**Provided information:**
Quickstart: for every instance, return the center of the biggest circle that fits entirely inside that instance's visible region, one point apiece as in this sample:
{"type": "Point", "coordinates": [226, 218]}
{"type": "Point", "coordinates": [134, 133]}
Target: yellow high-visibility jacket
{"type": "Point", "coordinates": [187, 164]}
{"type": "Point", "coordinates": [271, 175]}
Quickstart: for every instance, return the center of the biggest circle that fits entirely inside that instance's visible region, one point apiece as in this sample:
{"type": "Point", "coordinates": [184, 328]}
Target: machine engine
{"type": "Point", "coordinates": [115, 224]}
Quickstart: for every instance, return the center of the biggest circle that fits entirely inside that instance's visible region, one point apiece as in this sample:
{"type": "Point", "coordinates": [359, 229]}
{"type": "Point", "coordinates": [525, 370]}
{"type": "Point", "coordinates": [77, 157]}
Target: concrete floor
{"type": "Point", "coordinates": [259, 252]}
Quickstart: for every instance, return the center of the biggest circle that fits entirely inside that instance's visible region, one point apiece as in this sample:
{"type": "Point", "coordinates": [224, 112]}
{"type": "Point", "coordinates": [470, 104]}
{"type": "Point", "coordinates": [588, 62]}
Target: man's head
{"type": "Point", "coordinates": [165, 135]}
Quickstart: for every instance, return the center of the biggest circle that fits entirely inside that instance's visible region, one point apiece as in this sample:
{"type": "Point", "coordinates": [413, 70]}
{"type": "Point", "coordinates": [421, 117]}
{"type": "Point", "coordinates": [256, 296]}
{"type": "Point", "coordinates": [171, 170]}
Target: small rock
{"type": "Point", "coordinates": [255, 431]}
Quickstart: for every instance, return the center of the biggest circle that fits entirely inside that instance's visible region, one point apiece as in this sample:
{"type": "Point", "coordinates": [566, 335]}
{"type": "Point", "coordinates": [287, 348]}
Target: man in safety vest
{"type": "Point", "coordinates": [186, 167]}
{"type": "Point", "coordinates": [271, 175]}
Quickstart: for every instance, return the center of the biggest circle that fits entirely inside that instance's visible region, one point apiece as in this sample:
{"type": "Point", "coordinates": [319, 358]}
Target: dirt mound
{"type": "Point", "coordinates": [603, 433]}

**What you need to do:** Word for word, write out all the lines shown above.

**Task answer:**
Quickstart: for every instance, return the center of the biggest circle that fits entirely inside that instance's visible region, one point apiece as in this sample:
{"type": "Point", "coordinates": [226, 218]}
{"type": "Point", "coordinates": [134, 133]}
Target: yellow high-visibility jacket
{"type": "Point", "coordinates": [187, 164]}
{"type": "Point", "coordinates": [271, 175]}
Quickstart: for every instance, return the center of the biggest circle that fits entirely inside that instance's visible region, one point apiece as in this sample:
{"type": "Point", "coordinates": [184, 328]}
Target: machine engine
{"type": "Point", "coordinates": [115, 224]}
Quickstart: for every instance, return the center of the biggest circle that fits entirely inside that instance's visible region, one point apiece as in this sample:
{"type": "Point", "coordinates": [359, 229]}
{"type": "Point", "coordinates": [525, 370]}
{"type": "Point", "coordinates": [77, 157]}
Target: concrete floor
{"type": "Point", "coordinates": [259, 252]}
Quickstart: for every instance, return the center of the biggest circle that fits entirely inside that instance's visible region, one point apiece as in this sample:
{"type": "Point", "coordinates": [224, 112]}
{"type": "Point", "coordinates": [470, 104]}
{"type": "Point", "coordinates": [588, 62]}
Target: man's head
{"type": "Point", "coordinates": [165, 135]}
Quickstart: for every instance, return the center of the biggest circle that fits entirely inside that instance's visible region, one point apiece as in this sample:
{"type": "Point", "coordinates": [413, 70]}
{"type": "Point", "coordinates": [421, 117]}
{"type": "Point", "coordinates": [256, 296]}
{"type": "Point", "coordinates": [171, 170]}
Target: small rock
{"type": "Point", "coordinates": [255, 431]}
Quickstart: for every instance, return the center of the biggest circle that fits entirely inside that instance's visible region, one point apiece as in this sample:
{"type": "Point", "coordinates": [566, 335]}
{"type": "Point", "coordinates": [287, 348]}
Target: man in safety vest
{"type": "Point", "coordinates": [186, 167]}
{"type": "Point", "coordinates": [271, 175]}
Quickstart: for every instance, return the center of the biggest circle that fits entirely inside that instance's visible region, one point apiece as in this sample:
{"type": "Point", "coordinates": [319, 358]}
Target: dirt mound
{"type": "Point", "coordinates": [603, 433]}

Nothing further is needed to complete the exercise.